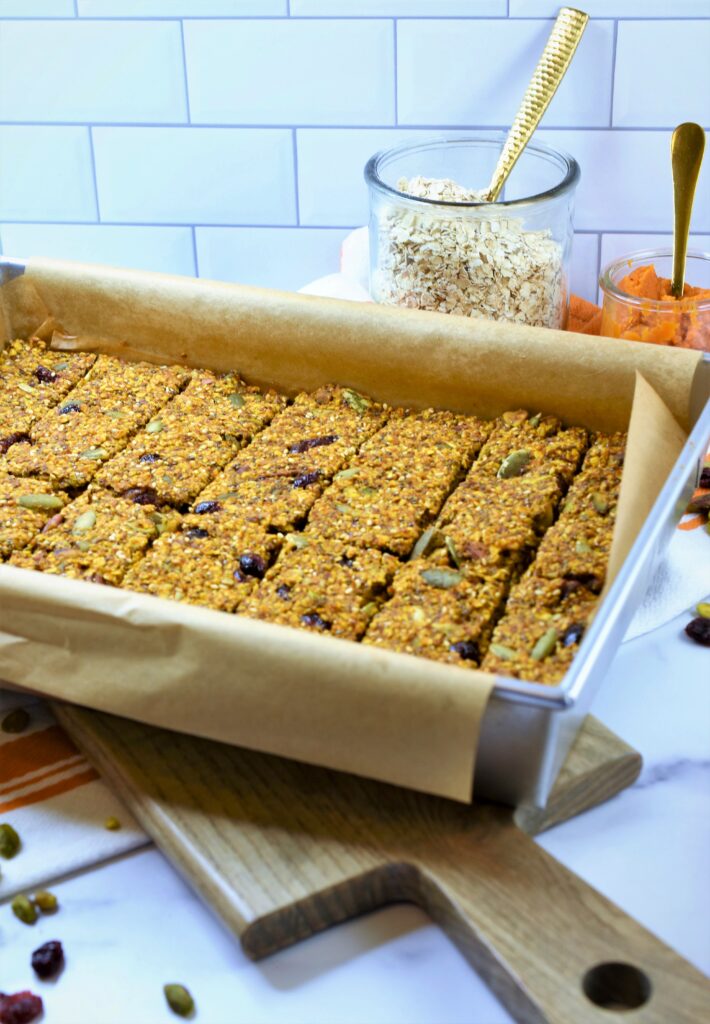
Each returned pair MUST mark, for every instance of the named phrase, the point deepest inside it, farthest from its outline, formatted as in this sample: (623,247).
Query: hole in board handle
(617,986)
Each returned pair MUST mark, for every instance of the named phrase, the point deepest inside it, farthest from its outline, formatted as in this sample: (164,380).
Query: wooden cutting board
(283,850)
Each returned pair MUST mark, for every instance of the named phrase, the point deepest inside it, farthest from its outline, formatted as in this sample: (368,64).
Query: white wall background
(227,137)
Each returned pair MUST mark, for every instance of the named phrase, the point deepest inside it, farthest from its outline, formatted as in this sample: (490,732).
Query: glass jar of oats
(435,245)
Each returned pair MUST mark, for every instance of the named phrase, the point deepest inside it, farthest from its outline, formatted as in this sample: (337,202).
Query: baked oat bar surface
(324,586)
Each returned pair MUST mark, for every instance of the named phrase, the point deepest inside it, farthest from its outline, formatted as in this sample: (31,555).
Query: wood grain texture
(282,850)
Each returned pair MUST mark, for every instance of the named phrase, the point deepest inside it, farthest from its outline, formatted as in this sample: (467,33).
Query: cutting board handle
(551,948)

▸ **WHAT TO PRODUCE**:
Format the data as a Markdown table with columns Row and Text, starting at the line that contains "this sample: (490,732)." and ending at the last line of the data. Number each line in Row and skip blank lines.

▸ **TASK ANSWER**:
| Row | Text |
|---|---|
| 1 | Each returned pair MUST mark, for every instance of the named phrase, the point deepest inside it, farthest from its outline, formatted as in this sample: (490,732). |
| 2 | Query: glass jar of oats |
| 3 | (435,245) |
| 4 | Each returned pair MUST mark, for every instance of the named phrase, the point deepest inside it, farthest from its outline, formatted as in this sample: (337,202). |
| 5 | Query: baked oat bar surface |
| 6 | (324,586) |
| 7 | Each returned pair MUST mark, for every instance of the named phrase, the point deepest inside it, farthest from its outline, formatted as in this sample: (31,555). |
| 8 | Query: wood grain texture |
| 9 | (282,850) |
| 10 | Each returned pair MUST mark, for every instance of the named phrase, the point deepest inside it, farthest from its outline, formatted as in this sample: (467,33). |
| 11 | Query: cutting board handle |
| 12 | (551,948) |